(begin)

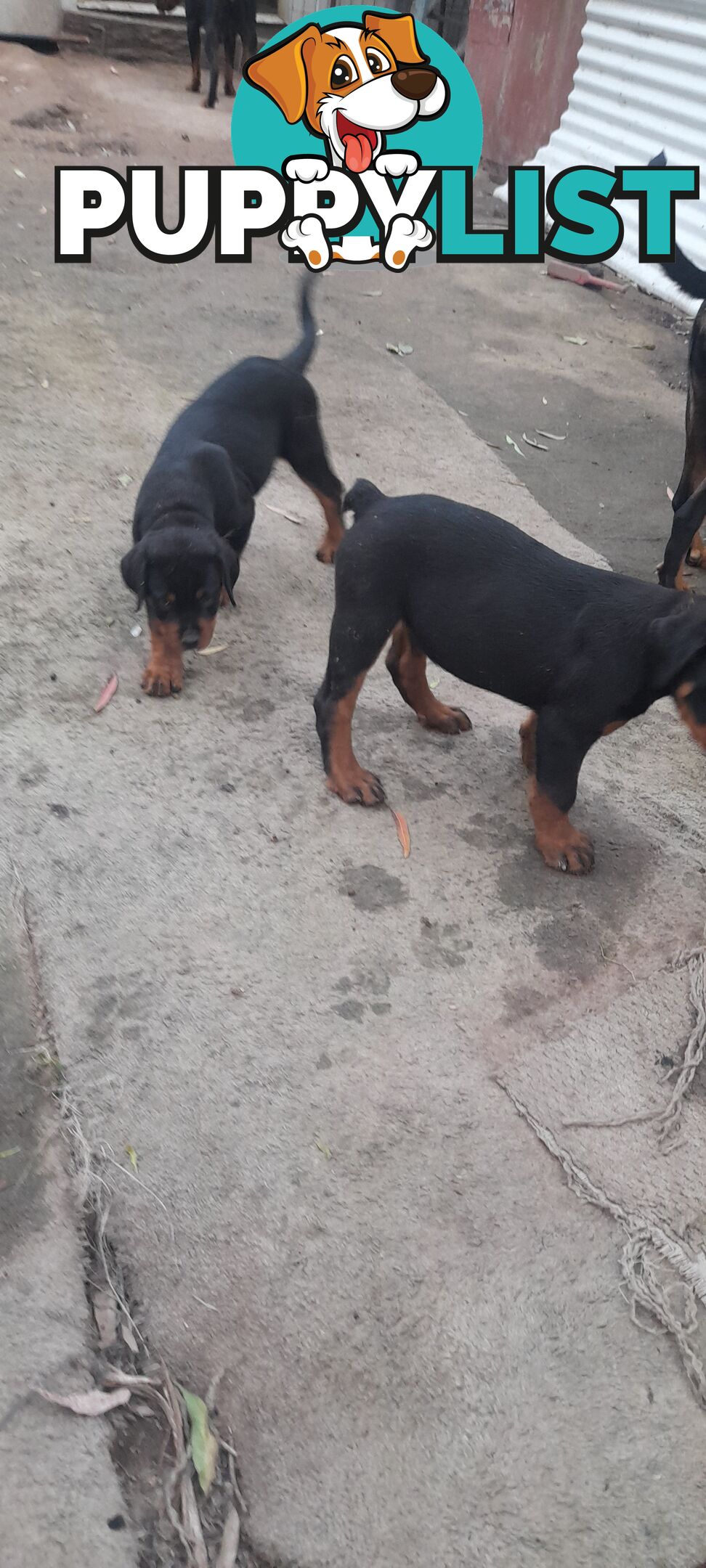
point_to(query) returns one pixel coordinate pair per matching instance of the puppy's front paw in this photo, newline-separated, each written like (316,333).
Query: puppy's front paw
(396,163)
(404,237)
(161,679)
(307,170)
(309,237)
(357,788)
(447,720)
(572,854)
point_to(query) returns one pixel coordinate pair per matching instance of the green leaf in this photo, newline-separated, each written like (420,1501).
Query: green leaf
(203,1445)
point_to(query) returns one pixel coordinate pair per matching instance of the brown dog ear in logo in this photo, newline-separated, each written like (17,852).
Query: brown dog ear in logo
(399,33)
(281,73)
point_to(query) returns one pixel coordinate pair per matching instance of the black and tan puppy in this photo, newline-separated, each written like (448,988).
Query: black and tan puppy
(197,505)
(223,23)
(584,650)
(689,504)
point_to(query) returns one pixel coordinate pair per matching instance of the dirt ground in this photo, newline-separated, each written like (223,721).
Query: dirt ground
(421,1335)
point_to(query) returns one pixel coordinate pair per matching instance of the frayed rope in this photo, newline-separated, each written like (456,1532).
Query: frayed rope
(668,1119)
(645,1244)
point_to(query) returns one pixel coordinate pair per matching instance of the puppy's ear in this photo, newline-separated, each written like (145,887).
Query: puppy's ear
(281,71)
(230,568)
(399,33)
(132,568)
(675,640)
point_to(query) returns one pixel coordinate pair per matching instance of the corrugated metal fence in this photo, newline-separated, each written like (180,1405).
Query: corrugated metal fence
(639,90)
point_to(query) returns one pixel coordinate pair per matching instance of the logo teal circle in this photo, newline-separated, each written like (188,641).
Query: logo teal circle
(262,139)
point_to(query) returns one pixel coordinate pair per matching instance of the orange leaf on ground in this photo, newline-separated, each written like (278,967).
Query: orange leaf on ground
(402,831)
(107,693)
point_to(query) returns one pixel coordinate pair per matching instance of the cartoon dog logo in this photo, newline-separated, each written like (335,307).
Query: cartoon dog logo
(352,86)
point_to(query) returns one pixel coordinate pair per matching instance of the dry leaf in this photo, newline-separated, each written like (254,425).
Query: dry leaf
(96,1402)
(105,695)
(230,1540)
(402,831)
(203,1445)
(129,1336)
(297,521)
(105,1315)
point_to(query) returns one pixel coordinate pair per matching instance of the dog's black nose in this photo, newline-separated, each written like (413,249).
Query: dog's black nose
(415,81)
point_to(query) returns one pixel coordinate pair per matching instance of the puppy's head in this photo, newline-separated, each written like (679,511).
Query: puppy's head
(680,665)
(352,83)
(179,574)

(end)
(begin)

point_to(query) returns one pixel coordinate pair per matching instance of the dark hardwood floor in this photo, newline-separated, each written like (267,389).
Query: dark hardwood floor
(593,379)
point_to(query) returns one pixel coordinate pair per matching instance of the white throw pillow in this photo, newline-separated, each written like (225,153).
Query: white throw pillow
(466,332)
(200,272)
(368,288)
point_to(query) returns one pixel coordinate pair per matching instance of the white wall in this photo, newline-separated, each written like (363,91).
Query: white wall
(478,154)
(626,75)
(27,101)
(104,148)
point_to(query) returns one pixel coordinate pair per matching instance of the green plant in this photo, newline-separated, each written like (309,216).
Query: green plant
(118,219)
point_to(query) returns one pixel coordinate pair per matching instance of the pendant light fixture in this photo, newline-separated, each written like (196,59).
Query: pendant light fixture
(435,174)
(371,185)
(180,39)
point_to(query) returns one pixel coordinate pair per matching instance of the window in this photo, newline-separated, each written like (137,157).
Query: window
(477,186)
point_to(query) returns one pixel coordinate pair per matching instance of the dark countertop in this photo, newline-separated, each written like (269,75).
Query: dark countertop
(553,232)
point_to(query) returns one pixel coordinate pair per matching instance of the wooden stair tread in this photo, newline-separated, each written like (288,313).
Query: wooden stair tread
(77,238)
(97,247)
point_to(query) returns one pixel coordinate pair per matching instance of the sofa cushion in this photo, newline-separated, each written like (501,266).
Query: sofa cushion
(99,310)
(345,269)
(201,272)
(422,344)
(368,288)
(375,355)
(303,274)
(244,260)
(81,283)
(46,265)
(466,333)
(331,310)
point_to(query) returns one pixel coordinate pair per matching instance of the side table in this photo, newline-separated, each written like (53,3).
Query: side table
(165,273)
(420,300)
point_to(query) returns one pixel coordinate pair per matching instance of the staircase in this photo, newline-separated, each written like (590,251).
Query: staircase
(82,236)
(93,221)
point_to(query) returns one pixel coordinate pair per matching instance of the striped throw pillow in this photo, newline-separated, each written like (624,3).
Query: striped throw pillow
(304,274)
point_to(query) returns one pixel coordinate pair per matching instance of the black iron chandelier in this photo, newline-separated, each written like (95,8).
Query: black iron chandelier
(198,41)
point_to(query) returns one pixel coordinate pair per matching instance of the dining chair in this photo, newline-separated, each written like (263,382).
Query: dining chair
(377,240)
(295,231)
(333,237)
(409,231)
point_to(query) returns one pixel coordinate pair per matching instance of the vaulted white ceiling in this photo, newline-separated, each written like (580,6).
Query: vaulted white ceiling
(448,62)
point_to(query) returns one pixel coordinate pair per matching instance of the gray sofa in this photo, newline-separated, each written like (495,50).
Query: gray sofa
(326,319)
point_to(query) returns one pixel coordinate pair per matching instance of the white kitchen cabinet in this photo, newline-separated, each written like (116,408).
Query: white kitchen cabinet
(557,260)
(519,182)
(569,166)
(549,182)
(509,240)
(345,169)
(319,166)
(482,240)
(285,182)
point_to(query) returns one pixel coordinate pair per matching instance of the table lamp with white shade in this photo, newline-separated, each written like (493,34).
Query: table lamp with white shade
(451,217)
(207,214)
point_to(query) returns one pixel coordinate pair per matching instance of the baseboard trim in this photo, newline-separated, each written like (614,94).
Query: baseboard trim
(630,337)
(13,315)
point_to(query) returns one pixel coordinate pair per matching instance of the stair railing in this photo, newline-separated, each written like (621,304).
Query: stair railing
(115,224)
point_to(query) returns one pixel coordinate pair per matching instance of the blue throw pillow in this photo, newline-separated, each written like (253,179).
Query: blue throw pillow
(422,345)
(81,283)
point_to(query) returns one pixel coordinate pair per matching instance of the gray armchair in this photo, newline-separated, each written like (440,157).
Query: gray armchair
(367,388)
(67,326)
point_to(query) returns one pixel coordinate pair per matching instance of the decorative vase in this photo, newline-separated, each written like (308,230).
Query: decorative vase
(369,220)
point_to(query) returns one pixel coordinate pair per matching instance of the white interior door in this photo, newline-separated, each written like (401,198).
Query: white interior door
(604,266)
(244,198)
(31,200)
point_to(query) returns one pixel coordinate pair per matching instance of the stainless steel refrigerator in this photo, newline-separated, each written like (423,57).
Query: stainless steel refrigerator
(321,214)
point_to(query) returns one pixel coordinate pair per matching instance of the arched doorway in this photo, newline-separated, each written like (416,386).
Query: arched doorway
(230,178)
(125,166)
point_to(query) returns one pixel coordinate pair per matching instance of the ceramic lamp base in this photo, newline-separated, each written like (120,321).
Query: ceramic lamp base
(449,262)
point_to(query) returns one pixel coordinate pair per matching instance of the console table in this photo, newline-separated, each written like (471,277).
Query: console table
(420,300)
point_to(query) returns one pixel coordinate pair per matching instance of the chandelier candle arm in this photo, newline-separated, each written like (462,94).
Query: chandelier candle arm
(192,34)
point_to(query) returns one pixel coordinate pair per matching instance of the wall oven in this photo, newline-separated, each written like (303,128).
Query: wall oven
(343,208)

(end)

### [TASK GOAL]
Pull out every line of the rows above that contains the word "chandelier" and copy each one in full.

### [CORRECT ANSWER]
point_to(query) returns one pixel coordinate pair per matching instance of the black iron chandelier in this photo, newline-separated, each written like (95,8).
Query: black iron chandelier
point_to(query) returns one pixel coordinate pair per matching instance of the chandelier candle arm in this photo, newline-separated, each written like (462,94).
Query: chandelier candle arm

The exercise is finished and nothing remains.